» Required action 1:
Answer these questions from the post on the White House Iraq Group:
(a) According to the Journal, in what month and year was the group formed?
(b) What does the post call the part of the operation formed by the 50 planted stories?
(c) Which novel does the post say the whole thing is reminiscent of?
» Required action 2: Extract word for word the passage of the post on the White House Iraq Group starting with "Or do you think" and going on through "would be exposed.".

━━━ Text under study ━━━

Euphemism du jour: Strategic Communication

Seems like Fitzgerald is taking a close look at the White House Iraq Group, according to Raw Story:

On Wednesday, The Wall Street Journal confirmed that the Iraq group was under scrutiny.

“Formed in August 2002, the group, which included Messrs. [Karl] Rove and [Lewis] Libby, worked on setting strategy for selling the war in Iraq to the public in the months leading up to the March 2003 invasion,” the Journal reported. “The group likely would have played a significant role in responding to [former Ambassador Joseph] Wilson's claims” that the Bush administration twisted intelligence when it said Iraq tried to acquire yellow-cake uranium from Africa.

Rove's "strategic communications" task force operating inside the group was instrumental in writing and coordinating speeches by senior Bush administration officials, highlighting in September 2002 that Iraq was a nuclear threat.

"Strategic Commmunication," eh? Not a lie?

Here's my picture:

The speeches were the above-ground part of this operation. The 50 planted stories were the underground part.

One Rovian hand washes the other, right? A story gets planted in the media, then an official cites it in a speech. Kinda like an echo chamber, isn't it?

Or do you think these guys leave "intelligence and facts" to chance?

So, will Fitzgerald expose the underground work done by the W.H.I.G.? Unknown. But that's why the WhiteWash House is desperate to claim that the leak was to themfrom the press.

Because if the leak was from them to the press, then the channels through which the stories were planted, to fix the intelligence and facts around the policy, would be exposed.

NOTE I remember playing whack-a-mole on the shifting reasons for the war, and ever-changing stories. The tubes, the drones, the gas, the this, the that. I remember thinking at the time it was almost as if they were throwing any story out there they could, hoping one would stick. Silly me. What was I thiking, "as if"? As usual with these guys, no matter how cynical I am, it's never enough. Je repete:

this whole thing reminds of that great old Agatha Christie novel, Murder on the Orient Express.
The whodunnit is totally confusing, clues pointing every which way and
cancelling each other out, until Hercule Poirot figures out that the
reason the clues could only make sense if they were all in on it, is
that, indeed, they were all in on it.

━━━ Dataset content ━━━

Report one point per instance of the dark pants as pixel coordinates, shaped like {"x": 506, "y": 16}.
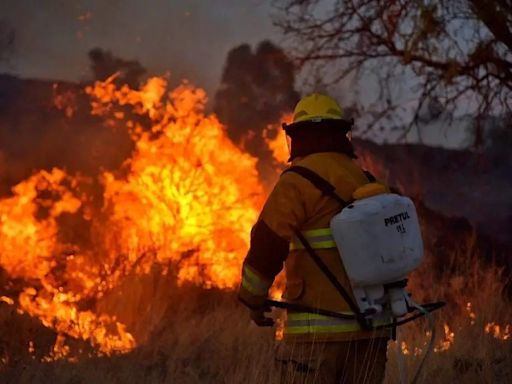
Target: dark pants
{"x": 347, "y": 362}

━━━

» Task solution 1:
(a) August 2002
(b) The underground part
(c) Murder on the Orient Express

» Task solution 2:
Or do you think these guys leave "intelligence and facts" to chance?

So, will Fitzgerald expose the underground work done by the W.H.I.G.? Unknown. But that's why the WhiteWash House is desperate to claim that the leak was to themfrom the press.

Because if the leak was from them to the press, then the channels through which the stories were planted, to fix the intelligence and facts around the policy, would be exposed.